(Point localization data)
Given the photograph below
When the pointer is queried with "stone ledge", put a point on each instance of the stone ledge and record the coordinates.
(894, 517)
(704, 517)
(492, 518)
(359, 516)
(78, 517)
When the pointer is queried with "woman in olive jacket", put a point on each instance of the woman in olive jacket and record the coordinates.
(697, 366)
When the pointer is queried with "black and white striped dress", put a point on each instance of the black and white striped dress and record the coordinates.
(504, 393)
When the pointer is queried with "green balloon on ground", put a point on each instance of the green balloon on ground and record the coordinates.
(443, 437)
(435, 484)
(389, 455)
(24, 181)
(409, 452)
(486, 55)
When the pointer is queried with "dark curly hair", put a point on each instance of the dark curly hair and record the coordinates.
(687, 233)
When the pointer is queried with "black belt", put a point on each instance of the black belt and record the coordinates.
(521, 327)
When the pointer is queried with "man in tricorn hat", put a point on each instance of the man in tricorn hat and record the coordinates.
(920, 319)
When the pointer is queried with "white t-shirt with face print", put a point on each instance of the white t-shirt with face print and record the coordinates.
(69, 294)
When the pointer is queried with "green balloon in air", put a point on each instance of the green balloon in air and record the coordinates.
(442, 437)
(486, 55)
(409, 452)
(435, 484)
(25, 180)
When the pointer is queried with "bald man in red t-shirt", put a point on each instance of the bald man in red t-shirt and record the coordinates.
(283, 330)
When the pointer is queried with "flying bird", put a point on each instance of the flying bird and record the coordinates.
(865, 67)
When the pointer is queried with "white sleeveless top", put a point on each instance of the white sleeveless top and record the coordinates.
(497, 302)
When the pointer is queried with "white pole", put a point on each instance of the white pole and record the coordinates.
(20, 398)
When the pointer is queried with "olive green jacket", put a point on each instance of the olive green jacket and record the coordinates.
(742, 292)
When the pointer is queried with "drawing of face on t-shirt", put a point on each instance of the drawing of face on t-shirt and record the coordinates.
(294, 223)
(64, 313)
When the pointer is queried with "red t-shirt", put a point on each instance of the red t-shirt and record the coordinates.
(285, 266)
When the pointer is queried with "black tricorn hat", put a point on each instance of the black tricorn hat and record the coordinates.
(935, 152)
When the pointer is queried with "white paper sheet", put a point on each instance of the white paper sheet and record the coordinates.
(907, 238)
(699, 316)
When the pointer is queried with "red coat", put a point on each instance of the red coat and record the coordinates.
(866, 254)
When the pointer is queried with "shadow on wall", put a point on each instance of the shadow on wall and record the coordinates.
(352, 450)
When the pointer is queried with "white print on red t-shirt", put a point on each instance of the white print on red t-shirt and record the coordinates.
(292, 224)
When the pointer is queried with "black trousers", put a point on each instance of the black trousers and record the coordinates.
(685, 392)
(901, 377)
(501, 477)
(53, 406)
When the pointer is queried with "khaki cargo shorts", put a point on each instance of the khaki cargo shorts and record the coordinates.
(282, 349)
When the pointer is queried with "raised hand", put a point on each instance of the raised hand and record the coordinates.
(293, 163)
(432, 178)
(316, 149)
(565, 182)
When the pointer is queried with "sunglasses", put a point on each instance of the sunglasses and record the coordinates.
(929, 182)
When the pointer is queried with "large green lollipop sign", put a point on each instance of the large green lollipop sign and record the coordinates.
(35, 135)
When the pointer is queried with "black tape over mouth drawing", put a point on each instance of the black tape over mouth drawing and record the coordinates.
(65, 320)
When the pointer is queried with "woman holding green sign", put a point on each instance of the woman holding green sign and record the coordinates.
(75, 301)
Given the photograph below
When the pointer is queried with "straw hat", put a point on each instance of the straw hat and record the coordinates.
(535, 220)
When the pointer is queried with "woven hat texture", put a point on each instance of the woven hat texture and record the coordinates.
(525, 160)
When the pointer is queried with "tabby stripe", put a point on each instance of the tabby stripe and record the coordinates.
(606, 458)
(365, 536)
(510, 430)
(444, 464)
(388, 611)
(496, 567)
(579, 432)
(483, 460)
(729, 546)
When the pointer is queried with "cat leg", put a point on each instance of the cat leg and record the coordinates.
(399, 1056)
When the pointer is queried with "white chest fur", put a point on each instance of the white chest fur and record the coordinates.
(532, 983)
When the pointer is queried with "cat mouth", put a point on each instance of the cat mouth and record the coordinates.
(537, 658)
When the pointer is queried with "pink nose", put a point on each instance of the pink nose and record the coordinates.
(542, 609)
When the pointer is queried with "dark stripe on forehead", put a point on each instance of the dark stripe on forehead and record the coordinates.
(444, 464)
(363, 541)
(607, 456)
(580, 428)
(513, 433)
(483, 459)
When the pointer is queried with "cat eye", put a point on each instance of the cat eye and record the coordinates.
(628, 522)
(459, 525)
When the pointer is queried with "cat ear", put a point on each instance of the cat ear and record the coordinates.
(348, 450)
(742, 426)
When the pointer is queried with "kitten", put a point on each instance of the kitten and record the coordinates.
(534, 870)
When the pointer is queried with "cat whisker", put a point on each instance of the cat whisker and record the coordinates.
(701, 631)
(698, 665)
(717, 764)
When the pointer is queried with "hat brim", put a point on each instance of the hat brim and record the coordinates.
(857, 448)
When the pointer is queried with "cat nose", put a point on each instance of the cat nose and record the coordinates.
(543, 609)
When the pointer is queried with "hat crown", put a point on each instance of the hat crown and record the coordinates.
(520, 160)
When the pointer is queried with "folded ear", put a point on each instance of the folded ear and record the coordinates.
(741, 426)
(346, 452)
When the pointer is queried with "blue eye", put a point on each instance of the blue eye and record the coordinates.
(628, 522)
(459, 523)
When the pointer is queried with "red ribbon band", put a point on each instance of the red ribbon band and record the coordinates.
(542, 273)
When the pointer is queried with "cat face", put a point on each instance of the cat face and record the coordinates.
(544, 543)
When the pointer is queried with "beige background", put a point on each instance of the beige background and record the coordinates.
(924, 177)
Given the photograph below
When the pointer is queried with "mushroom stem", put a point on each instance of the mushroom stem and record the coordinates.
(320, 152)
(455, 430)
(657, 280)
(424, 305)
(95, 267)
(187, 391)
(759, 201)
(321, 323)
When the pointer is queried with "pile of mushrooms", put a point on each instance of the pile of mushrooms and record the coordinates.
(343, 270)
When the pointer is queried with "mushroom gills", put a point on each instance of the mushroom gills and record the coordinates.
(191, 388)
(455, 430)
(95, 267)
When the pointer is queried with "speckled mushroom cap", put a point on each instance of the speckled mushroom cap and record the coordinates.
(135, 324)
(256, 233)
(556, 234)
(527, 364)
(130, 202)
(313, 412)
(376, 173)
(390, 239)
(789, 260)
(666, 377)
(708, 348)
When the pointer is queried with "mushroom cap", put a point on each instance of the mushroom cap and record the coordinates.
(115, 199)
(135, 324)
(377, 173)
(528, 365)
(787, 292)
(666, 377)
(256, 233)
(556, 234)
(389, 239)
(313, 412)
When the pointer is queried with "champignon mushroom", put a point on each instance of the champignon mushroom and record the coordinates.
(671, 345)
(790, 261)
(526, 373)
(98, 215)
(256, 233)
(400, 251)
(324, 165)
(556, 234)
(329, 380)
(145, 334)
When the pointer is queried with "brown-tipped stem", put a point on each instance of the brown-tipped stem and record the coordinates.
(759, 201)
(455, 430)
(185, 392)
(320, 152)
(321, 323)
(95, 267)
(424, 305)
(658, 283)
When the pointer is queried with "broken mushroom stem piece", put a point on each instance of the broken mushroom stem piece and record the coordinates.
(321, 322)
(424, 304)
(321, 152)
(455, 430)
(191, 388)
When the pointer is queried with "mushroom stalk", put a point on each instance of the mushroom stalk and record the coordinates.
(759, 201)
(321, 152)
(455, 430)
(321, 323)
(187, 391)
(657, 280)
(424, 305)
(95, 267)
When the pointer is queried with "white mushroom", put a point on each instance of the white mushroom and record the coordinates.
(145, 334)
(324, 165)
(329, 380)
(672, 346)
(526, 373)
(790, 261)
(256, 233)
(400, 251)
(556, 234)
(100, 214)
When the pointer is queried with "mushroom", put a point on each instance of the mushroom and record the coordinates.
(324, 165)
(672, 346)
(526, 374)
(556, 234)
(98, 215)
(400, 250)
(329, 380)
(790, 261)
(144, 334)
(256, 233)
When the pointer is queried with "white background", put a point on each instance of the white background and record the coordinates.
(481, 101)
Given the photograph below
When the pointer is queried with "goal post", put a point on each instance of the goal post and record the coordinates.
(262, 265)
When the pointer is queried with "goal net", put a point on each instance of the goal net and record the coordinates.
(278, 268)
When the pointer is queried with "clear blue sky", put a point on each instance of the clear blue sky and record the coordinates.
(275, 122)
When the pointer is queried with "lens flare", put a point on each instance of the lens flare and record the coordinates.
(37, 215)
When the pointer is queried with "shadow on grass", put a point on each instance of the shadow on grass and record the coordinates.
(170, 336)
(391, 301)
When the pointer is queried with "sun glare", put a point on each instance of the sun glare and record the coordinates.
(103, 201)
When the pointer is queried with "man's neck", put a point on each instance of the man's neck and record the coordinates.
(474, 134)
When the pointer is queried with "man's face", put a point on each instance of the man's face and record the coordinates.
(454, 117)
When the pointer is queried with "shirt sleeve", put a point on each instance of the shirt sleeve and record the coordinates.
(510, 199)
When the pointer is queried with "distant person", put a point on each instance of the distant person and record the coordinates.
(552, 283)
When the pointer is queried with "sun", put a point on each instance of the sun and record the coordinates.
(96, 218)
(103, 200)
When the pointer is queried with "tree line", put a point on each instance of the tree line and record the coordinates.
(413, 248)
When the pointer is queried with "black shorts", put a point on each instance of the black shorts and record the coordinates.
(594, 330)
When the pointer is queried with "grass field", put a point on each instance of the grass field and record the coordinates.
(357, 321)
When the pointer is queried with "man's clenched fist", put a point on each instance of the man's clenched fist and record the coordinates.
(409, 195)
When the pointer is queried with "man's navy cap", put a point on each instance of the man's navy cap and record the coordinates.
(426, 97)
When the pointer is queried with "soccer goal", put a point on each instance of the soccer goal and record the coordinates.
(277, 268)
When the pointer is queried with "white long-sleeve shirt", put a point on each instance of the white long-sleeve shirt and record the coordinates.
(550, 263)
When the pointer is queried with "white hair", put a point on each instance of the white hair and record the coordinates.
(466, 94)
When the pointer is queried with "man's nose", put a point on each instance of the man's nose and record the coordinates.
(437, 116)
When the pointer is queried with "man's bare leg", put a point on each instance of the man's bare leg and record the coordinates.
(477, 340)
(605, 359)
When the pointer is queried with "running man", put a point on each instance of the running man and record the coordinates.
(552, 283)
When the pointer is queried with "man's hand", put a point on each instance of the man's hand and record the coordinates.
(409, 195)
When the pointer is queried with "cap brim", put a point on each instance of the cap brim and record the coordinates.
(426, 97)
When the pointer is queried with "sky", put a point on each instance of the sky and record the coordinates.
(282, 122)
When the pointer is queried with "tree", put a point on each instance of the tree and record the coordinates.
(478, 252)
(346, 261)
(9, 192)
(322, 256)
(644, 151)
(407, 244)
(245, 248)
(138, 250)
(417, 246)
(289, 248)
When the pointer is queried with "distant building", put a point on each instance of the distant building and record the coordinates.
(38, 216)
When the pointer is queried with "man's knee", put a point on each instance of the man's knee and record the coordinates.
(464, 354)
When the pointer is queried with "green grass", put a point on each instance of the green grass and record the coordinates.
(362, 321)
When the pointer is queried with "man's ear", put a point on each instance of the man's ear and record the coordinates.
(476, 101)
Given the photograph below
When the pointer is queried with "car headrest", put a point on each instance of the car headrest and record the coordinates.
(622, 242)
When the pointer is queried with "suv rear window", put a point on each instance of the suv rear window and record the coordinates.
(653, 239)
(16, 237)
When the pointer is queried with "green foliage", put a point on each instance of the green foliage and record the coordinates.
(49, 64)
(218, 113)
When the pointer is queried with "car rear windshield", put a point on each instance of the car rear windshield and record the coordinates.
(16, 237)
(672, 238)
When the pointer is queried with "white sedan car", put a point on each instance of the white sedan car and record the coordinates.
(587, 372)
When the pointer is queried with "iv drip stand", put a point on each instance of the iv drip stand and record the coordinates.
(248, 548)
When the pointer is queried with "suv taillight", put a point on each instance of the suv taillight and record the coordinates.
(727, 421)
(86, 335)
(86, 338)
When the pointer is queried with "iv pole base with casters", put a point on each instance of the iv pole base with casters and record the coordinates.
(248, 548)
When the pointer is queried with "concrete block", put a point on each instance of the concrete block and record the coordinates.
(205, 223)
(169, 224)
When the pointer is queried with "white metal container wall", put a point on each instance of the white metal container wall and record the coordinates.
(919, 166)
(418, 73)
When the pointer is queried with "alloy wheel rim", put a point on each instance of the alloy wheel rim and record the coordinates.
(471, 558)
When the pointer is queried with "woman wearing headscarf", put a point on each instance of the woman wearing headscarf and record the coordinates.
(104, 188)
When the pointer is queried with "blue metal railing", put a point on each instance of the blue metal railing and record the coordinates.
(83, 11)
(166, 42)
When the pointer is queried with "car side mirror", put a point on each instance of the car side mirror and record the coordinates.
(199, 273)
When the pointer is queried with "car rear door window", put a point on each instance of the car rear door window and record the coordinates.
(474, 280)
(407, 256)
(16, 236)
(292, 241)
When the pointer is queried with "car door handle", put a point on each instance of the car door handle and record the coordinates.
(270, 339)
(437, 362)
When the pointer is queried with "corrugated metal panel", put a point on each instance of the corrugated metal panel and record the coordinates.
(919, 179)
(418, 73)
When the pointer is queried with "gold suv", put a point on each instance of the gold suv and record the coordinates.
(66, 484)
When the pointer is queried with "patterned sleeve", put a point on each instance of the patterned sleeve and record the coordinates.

*EXERCISE INSTRUCTIONS*.
Copy verbatim the span of lines that begins with the line holding "panel and record the coordinates." and ends at the last line of the records.

*TASK OUTPUT*.
When the pointer is queried with "corrugated metal panel", put a point on each instance of the corrugated metal panel and record the coordinates.
(919, 179)
(418, 73)
When the pointer is queried with "gold suv", put a point on each instance of the gold suv and record the coordinates.
(66, 484)
When the pointer is queried with "patterned sleeve", put a point on each instance of the patterned sleeve and record the coordinates.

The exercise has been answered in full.